Output all of the records again, exactly as written.

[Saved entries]
Start of Block

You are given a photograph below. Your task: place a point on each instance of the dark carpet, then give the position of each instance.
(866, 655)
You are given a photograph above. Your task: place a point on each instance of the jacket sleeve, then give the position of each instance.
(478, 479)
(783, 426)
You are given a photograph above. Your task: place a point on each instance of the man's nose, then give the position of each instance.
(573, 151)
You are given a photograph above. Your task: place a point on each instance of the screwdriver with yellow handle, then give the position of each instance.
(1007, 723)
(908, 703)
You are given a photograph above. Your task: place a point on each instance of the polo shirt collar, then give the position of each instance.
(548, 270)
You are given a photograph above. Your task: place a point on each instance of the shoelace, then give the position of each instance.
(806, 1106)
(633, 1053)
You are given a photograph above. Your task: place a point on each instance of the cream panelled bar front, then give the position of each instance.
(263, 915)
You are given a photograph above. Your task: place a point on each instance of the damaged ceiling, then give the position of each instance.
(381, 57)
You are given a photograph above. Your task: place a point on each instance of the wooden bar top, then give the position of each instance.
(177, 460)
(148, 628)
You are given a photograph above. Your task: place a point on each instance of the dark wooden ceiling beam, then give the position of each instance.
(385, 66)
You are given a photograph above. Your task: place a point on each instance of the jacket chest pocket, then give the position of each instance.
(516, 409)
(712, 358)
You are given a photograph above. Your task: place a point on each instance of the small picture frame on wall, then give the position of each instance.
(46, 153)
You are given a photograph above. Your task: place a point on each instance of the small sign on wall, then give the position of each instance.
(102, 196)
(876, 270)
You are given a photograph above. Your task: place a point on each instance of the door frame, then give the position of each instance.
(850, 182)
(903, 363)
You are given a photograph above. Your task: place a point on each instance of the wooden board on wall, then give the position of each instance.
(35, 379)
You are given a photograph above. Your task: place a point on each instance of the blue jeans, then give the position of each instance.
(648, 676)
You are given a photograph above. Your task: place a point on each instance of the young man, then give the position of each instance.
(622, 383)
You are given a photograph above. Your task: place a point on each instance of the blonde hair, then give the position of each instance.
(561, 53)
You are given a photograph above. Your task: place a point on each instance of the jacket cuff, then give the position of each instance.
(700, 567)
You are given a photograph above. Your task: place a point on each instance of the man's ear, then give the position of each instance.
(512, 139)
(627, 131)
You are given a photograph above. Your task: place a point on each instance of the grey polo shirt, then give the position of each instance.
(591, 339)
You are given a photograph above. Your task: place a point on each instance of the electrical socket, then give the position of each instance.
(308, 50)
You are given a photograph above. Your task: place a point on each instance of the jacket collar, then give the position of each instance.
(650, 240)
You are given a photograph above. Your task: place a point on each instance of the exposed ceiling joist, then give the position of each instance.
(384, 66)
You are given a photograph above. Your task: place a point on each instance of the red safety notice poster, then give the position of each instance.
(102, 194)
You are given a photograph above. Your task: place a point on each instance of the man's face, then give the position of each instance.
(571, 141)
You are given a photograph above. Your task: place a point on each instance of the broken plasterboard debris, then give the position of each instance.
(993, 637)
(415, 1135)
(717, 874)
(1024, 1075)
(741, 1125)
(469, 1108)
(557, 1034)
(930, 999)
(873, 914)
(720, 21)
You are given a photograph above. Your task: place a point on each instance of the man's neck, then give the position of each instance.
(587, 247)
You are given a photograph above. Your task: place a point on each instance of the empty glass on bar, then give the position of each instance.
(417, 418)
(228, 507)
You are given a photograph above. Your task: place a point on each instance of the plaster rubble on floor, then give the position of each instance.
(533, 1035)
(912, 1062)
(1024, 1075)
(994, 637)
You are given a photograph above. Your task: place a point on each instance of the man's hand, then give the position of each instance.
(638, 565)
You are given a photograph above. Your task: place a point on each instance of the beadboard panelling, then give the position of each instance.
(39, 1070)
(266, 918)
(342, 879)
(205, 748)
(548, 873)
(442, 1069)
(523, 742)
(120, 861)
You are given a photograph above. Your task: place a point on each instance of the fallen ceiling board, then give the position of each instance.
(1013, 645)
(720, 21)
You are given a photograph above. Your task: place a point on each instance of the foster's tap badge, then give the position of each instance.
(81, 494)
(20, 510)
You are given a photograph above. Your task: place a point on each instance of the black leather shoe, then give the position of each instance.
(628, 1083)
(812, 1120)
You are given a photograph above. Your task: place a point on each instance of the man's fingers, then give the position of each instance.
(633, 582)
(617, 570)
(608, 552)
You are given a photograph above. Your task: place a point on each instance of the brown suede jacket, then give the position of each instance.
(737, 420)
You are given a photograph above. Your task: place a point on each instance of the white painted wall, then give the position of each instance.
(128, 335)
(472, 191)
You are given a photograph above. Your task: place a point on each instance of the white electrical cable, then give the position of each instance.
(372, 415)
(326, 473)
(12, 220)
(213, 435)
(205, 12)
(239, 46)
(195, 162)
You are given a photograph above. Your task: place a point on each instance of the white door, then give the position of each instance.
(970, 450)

End of Block

→ Exercise response:
You are given a photograph below. Your task: place a point on each instance of the dark carpet, then give the position of each instance.
(866, 655)
You are given a photograph above. Your task: place a point on each instance of the jacket sleeve, then give the position of each instance.
(478, 479)
(783, 426)
You are given a photograph above. Your task: place a point on each instance of the man's nose, then give the position of each instance.
(573, 151)
You are given a photograph above. Your task: place a point on each instance of the screwdriver with yellow handle, then give the position of each instance.
(1007, 723)
(908, 703)
You are given a photograph above. Your task: place a point on each instance of the polo shirt collar, then give the position of each instance.
(548, 270)
You are given a photograph above. Your task: place a point on each instance of the shoelace, then give the position of each instance.
(806, 1106)
(633, 1053)
You are given a photograph above. Your task: place a point on each instance of the cream panelled bar front, then give the position of each instance.
(263, 915)
You are given a photograph above. Your task: place a point on each instance of the damaged ceiling, then give the position of each instance.
(381, 57)
You are given a photograph above. Your task: place a point on each instance of the wooden bar top, then give the position of each instance.
(177, 460)
(148, 628)
You are given a photograph above. Your task: place a point on each instance of the dark wooden ceiling beam, then give the position of each instance.
(385, 66)
You are given a photograph above. Your task: place a point on each instance of the jacket chest pocket, then give the position of each instance.
(516, 409)
(712, 358)
You are given a photograph above. Your task: place a point on each instance of the small picture frame on wall, then give the position of each instance.
(46, 153)
You are given a photograph above. Your task: place a point on each instance of the small sign on wall, then give the position of each instance.
(102, 196)
(876, 270)
You are given a photograph above. Your task: place a point on each instance of the door frame, then give the position of each instance.
(850, 182)
(903, 363)
You are given a photograph above. Your task: place a point on each instance of the wooden board on wall, then give the position of each instance.
(35, 379)
You are given a photograph above. Your task: place a point on each instance of the blue jeans, then give the position of each instance.
(648, 676)
You are given a photograph above. Your task: place a point on each instance of the young man, then give the position of each instance.
(622, 383)
You are given a photograph above. Your task: place a point on each instance of the blonde hair, then give the position of each instance.
(561, 53)
You are given a photograph above. Your task: place a point on each instance of the jacket cuff, then give the position of each instance.
(700, 567)
You are given a photograph above. Your task: place a point on each instance of the man's ear, then give the position of each instance.
(512, 139)
(627, 131)
You are given a photograph above. Your task: place a point on each instance of the grey polo shirt, then give the position of each instance.
(591, 339)
You are given a photograph above. Your task: place a point on each instance of the electrical socket, then give the position of each instance.
(308, 50)
You are given a photograph above. Your task: place a point on each instance of the jacket collar, then give the position of each instance.
(650, 240)
You are given a photograph above. Your task: place a point on each instance of the exposed ceiling joist, then give the position of each instance.
(384, 66)
You are given a photograph above. Your task: place a point on each instance of the red safety notice poster, then give the position of each instance.
(102, 194)
You are given a photograph above. Your task: place a point on each instance of the man's face, then give the position of each instance.
(571, 141)
You are given a photograph above. Your task: place a point on each instance of the broken plasterboard debris, then give the position of each instance.
(993, 637)
(415, 1135)
(717, 874)
(1024, 1075)
(741, 1125)
(469, 1108)
(557, 1034)
(930, 999)
(873, 914)
(720, 21)
You are given a photograph above. Your task: place a point on each instance of the man's neck, then give the position of each instance.
(587, 247)
You are given a photograph above. Your task: place a point on each instance of the empty glass on bar, then give the position of each instance.
(417, 418)
(228, 507)
You are given a photograph above. Your task: place a point on each instance of the plaster rubble on floor, then give the position of each instance.
(533, 1035)
(912, 1062)
(1024, 1075)
(994, 637)
You are given a photograph above. Your task: place a point on each instance of the man's hand, then give the position of each instance.
(638, 565)
You are given a photograph above. Your task: place a point on each instance of the beadboard panelling, then give the position of each instance.
(39, 1070)
(266, 918)
(342, 879)
(205, 748)
(548, 873)
(442, 1069)
(523, 742)
(120, 861)
You are given a photograph above. Your task: place a point on each instance of the fallen ceiling board, then give the position of each instance.
(1013, 645)
(720, 21)
You are given a photograph above. Your task: place a point on each instance of the foster's tap badge, then give the position of each instance.
(81, 494)
(20, 510)
You are given a photograph above. Your task: place a point on each instance of the black leather shoe, then give the position of each instance.
(628, 1083)
(812, 1120)
You are given a photograph above. Your task: place a point on each instance of the man's fingers, then give the position of each instance.
(633, 582)
(617, 570)
(608, 552)
You are given a photograph above. Your task: place a point on each instance of the brown suede jacket, then give the position of each instance.
(737, 420)
You are given a photograph above. Your task: place a point on each instance of the white painted wall, then give the position of each instance.
(128, 335)
(472, 191)
You are given a photograph above. Your task: place a point on each instance of the white electrical cable, then give the position of each instance.
(372, 415)
(326, 473)
(12, 220)
(213, 435)
(205, 12)
(239, 46)
(195, 162)
You are given a photograph above. Your task: place a point on each instance of the white door, then give the position of each instance.
(970, 450)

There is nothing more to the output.